Семнадцатого января мы получили приказ на отступление. «Стройте сани и увозите все с собой» — таким было предписание командира полка. Солдаты наладили наш зимний транспорт самых фантастических конструкций. На него погрузили оружие, снаряжение, одеяла, барахло, что набирается в обороне, включая железные печки цилиндрической формы, названные за свою покатость и округлость «поркеллини» — «поросята». Моя рота отходила от Дона.

Недолгое время я оставался с группой солдат, чтобы вести демонстративный огонь, маскирующий наше отступление.

С рассветом и мы пускаемся в путь, показывая русским спину, и у меня ощущение, что вот сейчас-то меня и настигнет осколок снаряда с того берега. Тридцать градусов мороза. Снег поет скрипучим голосом песню на чужом языке.

▸ **Исходные данные**
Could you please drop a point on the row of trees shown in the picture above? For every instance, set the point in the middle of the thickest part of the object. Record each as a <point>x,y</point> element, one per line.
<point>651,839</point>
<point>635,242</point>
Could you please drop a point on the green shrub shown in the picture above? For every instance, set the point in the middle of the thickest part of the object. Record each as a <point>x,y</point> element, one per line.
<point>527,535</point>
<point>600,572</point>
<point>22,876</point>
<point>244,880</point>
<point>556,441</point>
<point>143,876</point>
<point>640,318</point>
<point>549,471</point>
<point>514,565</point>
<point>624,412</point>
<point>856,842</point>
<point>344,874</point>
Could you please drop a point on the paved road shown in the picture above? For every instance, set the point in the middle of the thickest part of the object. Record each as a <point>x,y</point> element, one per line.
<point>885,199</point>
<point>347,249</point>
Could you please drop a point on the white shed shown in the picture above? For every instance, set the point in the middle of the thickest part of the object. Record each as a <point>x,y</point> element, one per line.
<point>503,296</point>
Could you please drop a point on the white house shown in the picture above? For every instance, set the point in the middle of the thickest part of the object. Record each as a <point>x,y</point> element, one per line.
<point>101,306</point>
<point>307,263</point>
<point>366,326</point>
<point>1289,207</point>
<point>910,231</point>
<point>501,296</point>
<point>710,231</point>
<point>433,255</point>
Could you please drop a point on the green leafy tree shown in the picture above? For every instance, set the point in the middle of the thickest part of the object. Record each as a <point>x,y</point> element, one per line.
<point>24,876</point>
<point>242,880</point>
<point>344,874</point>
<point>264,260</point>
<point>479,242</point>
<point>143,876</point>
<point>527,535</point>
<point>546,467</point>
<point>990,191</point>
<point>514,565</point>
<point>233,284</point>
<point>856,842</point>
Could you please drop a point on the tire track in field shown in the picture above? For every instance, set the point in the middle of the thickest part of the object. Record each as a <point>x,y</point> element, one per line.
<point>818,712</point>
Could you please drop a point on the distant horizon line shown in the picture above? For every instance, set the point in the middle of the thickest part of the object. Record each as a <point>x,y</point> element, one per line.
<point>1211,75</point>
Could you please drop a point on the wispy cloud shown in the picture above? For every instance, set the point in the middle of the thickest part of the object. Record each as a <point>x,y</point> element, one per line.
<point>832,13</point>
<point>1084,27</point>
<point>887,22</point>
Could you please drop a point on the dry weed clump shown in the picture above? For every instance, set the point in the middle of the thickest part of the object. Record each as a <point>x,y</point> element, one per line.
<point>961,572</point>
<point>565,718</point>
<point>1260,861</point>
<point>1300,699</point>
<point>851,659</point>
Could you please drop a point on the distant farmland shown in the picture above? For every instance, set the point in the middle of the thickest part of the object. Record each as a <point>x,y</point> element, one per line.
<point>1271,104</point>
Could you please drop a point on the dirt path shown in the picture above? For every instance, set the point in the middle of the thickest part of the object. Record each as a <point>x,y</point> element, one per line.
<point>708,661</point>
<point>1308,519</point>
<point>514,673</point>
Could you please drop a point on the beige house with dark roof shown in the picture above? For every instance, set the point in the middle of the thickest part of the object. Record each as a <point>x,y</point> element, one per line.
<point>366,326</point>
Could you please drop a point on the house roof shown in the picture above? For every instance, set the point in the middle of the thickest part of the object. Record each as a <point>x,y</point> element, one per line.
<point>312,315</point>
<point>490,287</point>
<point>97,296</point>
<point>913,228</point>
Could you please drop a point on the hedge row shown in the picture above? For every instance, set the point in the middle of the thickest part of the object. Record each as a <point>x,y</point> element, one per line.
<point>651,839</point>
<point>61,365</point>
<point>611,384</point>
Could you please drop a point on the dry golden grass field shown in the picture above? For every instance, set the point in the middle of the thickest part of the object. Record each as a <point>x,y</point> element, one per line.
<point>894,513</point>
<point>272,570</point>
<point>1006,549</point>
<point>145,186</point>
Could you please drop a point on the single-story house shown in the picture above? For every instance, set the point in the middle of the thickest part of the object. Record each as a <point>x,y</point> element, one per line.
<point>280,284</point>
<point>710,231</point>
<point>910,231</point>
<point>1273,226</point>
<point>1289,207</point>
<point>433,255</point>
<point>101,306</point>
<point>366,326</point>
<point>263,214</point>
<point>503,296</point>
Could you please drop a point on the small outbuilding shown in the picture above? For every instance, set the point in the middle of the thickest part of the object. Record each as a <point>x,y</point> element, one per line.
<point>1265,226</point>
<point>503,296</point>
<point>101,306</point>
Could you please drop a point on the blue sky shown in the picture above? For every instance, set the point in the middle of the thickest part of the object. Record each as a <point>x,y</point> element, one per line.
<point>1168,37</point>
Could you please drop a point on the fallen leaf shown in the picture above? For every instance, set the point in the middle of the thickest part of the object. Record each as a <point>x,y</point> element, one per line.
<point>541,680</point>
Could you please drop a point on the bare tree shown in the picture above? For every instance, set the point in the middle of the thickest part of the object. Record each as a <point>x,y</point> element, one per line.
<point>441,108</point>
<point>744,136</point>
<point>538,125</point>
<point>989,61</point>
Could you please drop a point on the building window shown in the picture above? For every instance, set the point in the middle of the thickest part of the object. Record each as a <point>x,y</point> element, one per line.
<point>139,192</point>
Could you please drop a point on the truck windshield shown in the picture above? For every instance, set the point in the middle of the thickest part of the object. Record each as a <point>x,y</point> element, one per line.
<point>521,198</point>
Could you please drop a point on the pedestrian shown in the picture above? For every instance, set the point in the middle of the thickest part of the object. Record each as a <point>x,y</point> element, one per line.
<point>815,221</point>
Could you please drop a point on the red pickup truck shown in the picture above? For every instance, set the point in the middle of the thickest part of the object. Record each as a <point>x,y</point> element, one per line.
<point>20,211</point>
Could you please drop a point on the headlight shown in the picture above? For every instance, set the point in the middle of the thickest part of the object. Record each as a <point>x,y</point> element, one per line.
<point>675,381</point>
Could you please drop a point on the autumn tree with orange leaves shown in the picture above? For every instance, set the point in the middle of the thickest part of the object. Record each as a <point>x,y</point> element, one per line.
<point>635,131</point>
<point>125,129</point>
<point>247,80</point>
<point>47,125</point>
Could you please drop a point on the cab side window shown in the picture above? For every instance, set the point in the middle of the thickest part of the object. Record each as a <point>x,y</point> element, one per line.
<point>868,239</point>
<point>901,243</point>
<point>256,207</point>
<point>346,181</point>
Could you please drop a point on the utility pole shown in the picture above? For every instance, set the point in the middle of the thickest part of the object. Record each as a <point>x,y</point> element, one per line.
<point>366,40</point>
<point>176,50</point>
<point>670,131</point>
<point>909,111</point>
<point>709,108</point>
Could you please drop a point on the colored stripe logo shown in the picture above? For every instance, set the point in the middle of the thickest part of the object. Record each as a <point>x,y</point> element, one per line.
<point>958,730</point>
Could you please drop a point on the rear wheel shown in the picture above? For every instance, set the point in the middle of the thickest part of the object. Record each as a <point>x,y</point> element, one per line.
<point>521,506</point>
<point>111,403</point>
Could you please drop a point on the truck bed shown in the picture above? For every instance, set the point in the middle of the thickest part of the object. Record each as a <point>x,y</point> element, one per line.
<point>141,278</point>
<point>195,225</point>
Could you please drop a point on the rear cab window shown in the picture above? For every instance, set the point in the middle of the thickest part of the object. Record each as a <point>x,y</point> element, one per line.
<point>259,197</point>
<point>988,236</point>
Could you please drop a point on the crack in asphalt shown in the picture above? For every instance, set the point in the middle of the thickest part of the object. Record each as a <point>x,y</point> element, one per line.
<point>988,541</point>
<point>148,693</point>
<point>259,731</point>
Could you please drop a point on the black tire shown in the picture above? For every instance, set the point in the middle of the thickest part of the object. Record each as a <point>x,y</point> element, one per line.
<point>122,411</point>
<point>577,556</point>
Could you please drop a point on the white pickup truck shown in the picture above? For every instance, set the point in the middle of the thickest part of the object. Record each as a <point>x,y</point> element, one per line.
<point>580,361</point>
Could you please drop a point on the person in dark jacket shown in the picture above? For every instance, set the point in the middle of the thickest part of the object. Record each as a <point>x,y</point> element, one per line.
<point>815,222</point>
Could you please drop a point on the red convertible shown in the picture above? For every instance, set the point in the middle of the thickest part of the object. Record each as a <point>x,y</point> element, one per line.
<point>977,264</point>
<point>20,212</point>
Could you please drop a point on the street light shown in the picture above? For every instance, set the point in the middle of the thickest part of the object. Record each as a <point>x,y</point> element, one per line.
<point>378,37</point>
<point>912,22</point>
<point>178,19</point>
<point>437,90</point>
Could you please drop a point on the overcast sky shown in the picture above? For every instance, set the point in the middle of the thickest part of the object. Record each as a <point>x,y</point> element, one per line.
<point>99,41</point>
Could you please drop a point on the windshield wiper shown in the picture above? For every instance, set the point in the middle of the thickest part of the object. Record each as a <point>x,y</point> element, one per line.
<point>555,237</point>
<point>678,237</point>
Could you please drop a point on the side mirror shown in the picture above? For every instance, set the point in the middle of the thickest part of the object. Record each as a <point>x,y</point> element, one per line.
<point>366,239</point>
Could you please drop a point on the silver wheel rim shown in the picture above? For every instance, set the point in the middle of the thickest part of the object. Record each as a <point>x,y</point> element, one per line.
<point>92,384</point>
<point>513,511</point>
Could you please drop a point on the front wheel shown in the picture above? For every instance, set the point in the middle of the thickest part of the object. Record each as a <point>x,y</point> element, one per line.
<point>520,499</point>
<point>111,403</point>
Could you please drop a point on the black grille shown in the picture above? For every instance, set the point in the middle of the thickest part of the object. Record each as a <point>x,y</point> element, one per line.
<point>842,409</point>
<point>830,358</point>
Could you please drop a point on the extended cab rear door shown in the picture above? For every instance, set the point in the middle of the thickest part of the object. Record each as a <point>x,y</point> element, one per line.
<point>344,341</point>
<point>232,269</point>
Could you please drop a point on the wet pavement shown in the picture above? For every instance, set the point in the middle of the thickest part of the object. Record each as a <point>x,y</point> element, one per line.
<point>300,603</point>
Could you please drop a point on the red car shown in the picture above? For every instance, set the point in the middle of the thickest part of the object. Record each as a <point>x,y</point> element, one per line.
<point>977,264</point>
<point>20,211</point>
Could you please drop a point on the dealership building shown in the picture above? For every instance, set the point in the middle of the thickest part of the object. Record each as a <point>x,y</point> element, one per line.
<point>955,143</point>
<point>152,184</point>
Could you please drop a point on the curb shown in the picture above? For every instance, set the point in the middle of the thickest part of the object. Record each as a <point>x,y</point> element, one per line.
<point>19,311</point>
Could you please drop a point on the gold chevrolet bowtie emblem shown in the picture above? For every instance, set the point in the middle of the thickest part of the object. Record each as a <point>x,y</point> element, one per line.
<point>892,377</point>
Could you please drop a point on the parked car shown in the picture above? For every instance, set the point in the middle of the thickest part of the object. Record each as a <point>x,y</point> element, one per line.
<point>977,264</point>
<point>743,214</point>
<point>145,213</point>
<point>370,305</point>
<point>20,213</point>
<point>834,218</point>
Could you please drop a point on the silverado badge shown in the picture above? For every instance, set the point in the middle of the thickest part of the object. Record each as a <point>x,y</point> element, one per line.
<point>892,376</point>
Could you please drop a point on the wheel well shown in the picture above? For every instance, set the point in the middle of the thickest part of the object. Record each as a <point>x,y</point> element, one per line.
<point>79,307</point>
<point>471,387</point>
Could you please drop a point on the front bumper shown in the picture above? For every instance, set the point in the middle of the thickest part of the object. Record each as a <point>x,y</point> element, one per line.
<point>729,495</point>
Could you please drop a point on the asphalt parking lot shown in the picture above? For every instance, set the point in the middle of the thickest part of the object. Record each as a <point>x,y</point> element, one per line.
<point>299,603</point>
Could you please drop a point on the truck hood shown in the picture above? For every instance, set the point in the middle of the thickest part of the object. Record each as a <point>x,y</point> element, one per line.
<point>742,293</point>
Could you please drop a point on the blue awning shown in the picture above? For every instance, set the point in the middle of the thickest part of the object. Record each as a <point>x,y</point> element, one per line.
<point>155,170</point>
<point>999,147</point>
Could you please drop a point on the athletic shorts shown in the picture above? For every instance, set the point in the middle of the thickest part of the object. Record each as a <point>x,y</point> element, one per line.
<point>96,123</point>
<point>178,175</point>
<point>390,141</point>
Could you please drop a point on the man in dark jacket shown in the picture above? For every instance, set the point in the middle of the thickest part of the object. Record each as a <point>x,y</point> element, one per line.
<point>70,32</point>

▸ **Задания**
• a. Что, по словам отрывка об отступлении, погрузили на сани? Перечислите всё.
• b. Выпишите из отрывка об отступлении фрагмент от «Недолгое время я» до «на чужом языке.».

▸ **Полные ответы**
• a. Оружие, снаряжение, одеяла, барахло и железные печки цилиндрической формы («поркеллини»).

• b.
Недолгое время я оставался с группой солдат, чтобы вести демонстративный огонь, маскирующий наше отступление.

С рассветом и мы пускаемся в путь, показывая русским спину, и у меня ощущение, что вот сейчас-то меня и настигнет осколок снаряда с того берега. Тридцать градусов мороза. Снег поет скрипучим голосом песню на чужом языке.